Problem description:
Reproduce the records below in full and word for word, excluding pictures.

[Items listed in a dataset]
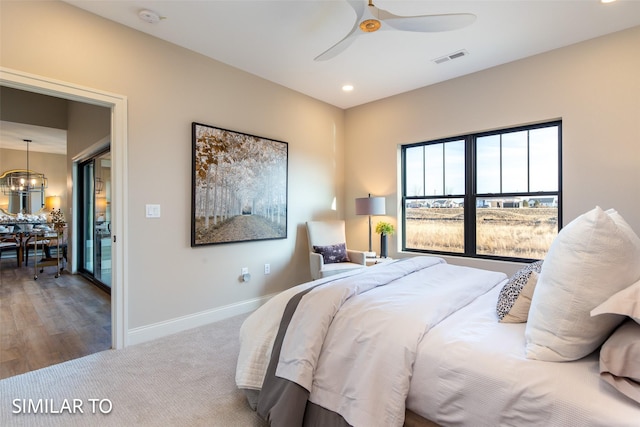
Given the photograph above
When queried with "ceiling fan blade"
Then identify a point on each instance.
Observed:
(430, 23)
(336, 49)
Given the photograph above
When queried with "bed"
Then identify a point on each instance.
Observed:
(419, 340)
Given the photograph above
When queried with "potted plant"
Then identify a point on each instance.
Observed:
(57, 219)
(384, 229)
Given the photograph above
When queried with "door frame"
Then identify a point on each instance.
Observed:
(118, 105)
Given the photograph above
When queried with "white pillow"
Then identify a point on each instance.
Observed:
(592, 258)
(624, 303)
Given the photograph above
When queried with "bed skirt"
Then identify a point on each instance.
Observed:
(411, 419)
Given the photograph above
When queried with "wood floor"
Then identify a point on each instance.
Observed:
(50, 320)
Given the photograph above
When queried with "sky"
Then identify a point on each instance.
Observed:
(506, 153)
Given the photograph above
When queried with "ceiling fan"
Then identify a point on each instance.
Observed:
(371, 19)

Written response:
Given the photograph above
When queried with "ceiling fan blade"
Then identify a point on each instance.
Observed:
(430, 23)
(336, 49)
Given the photograph above
When queried with "bed"
Then identify a point on each instance.
Observed:
(419, 340)
Given the photograph above
When queried with "potted plant"
Then identify a point on each instance.
Observed:
(57, 219)
(384, 229)
Given the photograph above
When queried with "door frame"
Then identify a point on each instance.
Observed:
(118, 105)
Given the photograph above
When queried with "white pillow"
Then identify a point on each instance.
Observed:
(592, 258)
(624, 303)
Given the photograph above
When queried with "bed skirt"
Then identify a point on each instance.
Observed:
(411, 419)
Given the photograph above
When queried with "wood floor"
Then identify a point on each instance.
Observed:
(50, 320)
Given the photograph above
When queried with "sky"
Then identify a point on each instance.
Observed:
(506, 153)
Given the photograph above
When queried with "ceiling fan"
Then identify a point on each instance.
Observed:
(371, 19)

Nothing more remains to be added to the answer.